> [Required work] Would it be possible to quote, exactly and in full, the lines from the one with "find fence rail" through the end of the entries below?

-- begin Dataset extract --

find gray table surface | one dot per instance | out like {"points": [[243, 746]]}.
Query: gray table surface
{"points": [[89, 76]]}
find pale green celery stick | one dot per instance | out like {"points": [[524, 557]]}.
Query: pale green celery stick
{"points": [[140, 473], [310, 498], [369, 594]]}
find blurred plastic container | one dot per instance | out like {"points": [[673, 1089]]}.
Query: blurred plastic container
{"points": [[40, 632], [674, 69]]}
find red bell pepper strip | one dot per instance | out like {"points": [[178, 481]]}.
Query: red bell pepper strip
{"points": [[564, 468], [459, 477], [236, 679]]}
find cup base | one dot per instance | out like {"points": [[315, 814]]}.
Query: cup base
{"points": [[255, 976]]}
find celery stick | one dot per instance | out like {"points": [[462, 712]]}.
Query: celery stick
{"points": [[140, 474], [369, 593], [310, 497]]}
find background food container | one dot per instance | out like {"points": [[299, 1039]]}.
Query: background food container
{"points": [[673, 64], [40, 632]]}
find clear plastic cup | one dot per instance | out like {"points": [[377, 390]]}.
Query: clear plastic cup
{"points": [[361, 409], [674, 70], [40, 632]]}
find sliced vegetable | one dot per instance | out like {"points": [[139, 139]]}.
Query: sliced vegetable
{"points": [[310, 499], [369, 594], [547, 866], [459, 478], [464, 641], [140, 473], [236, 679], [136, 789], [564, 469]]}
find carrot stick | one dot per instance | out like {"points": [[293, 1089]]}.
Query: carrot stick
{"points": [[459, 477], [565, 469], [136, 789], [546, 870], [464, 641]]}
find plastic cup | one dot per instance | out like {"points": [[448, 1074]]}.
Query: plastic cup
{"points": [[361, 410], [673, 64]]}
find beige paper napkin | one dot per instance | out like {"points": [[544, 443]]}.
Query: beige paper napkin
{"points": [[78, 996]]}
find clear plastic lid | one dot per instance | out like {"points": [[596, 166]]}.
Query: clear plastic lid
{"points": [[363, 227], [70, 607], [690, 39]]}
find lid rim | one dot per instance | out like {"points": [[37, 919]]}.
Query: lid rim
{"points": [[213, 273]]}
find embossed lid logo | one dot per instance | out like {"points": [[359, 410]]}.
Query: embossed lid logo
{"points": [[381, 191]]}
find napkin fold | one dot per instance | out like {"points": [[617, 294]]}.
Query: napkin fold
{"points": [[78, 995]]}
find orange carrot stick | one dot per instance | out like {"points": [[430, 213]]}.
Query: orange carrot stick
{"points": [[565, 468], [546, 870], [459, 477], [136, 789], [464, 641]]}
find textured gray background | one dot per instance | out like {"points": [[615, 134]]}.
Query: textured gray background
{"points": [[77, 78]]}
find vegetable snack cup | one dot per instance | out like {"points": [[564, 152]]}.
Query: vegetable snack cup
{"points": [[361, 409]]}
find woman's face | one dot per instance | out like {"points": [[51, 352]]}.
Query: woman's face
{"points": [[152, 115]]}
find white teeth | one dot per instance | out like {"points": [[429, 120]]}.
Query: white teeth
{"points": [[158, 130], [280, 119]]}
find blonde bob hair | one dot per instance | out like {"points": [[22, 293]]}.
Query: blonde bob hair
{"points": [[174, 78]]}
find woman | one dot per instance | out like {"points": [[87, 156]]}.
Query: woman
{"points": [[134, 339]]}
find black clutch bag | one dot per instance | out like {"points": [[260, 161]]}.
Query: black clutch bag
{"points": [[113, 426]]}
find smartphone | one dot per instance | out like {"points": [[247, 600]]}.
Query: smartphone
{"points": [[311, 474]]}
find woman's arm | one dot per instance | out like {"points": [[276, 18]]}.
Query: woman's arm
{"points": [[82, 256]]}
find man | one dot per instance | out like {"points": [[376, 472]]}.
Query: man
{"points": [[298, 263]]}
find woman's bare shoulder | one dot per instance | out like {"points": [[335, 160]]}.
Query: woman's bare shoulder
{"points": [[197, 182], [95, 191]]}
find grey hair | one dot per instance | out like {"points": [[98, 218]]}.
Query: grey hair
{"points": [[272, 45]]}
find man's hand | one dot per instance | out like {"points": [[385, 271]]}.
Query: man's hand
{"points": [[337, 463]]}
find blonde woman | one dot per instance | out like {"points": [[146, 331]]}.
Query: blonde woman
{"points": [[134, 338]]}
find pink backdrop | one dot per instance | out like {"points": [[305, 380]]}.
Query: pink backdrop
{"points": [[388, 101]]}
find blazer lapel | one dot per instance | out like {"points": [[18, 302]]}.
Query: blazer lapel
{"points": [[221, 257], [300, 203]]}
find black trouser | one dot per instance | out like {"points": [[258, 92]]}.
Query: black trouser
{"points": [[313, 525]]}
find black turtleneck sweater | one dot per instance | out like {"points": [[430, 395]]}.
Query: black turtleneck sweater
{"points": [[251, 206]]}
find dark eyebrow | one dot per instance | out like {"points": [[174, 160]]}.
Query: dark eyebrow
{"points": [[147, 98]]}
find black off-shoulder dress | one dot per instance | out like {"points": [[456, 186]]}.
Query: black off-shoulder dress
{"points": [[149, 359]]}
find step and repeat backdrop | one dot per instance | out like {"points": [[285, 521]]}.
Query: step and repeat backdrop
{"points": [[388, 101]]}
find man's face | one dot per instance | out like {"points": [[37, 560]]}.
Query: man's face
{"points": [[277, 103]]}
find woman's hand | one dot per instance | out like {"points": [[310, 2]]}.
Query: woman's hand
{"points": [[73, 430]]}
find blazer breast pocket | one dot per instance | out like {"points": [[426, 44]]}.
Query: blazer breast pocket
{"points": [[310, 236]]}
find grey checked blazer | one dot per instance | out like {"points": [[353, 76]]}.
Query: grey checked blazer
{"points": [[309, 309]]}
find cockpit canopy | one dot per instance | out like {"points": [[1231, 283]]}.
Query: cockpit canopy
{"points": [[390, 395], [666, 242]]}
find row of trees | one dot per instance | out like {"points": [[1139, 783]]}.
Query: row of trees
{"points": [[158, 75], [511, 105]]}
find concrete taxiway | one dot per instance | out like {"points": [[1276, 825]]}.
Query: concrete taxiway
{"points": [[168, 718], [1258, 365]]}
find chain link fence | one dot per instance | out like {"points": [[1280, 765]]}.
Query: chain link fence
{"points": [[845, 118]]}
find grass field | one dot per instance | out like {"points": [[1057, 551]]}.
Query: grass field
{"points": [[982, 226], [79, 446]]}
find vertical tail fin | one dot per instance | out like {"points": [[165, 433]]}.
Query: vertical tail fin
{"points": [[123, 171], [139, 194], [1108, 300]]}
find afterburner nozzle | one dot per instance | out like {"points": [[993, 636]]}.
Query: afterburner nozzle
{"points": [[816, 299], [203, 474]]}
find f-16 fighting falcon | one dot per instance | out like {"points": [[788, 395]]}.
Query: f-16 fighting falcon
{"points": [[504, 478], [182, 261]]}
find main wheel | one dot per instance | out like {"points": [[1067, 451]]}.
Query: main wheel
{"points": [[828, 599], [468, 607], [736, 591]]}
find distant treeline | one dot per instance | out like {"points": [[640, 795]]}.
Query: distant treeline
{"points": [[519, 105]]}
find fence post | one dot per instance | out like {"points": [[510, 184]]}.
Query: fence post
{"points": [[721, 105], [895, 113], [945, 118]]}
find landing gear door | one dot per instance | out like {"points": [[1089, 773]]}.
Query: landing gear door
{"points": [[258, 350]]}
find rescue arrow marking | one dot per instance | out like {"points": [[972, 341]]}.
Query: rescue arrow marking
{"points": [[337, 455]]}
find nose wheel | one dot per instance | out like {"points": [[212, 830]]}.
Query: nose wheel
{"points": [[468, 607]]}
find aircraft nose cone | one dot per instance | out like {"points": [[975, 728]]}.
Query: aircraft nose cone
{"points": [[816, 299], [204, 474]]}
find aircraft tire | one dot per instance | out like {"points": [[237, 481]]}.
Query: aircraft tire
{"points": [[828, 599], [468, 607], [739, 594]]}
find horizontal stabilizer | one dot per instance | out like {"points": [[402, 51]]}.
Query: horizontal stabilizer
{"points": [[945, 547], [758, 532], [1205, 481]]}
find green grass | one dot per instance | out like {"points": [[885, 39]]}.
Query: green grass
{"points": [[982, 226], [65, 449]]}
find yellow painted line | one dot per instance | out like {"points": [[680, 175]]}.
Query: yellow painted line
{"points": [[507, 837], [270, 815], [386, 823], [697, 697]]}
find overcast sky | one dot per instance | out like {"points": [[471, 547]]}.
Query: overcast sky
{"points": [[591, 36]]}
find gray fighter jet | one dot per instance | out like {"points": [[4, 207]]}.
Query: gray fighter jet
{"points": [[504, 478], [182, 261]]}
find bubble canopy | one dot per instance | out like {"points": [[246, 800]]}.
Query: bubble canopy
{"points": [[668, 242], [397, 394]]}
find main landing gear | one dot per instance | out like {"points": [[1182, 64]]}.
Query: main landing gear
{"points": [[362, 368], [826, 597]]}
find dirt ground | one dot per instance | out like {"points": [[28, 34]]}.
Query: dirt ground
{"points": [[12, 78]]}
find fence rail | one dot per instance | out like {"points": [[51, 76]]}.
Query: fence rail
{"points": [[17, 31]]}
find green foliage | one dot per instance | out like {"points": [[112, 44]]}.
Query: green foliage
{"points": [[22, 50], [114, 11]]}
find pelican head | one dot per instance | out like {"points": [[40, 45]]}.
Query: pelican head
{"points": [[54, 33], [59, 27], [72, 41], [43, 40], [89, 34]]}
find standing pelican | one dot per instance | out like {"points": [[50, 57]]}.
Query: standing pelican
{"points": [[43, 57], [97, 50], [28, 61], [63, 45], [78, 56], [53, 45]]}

-- end Dataset extract --

> [Result]
find fence rail | one dot per instance | out like {"points": [[51, 76]]}.
Query: fence rail
{"points": [[17, 31]]}
find green foliage | one dot per instance | out like {"points": [[112, 44]]}.
Query: green foliage
{"points": [[22, 50], [114, 11]]}
find pelican head | one dot per instance | out like {"points": [[40, 45]]}.
Query: pelican head
{"points": [[54, 33], [59, 27], [72, 41], [43, 40], [89, 34]]}
find standing pelican | one dot per instance | out like {"points": [[50, 57]]}.
Query: standing pelican
{"points": [[43, 57], [97, 50], [28, 61], [63, 45], [78, 56], [53, 45]]}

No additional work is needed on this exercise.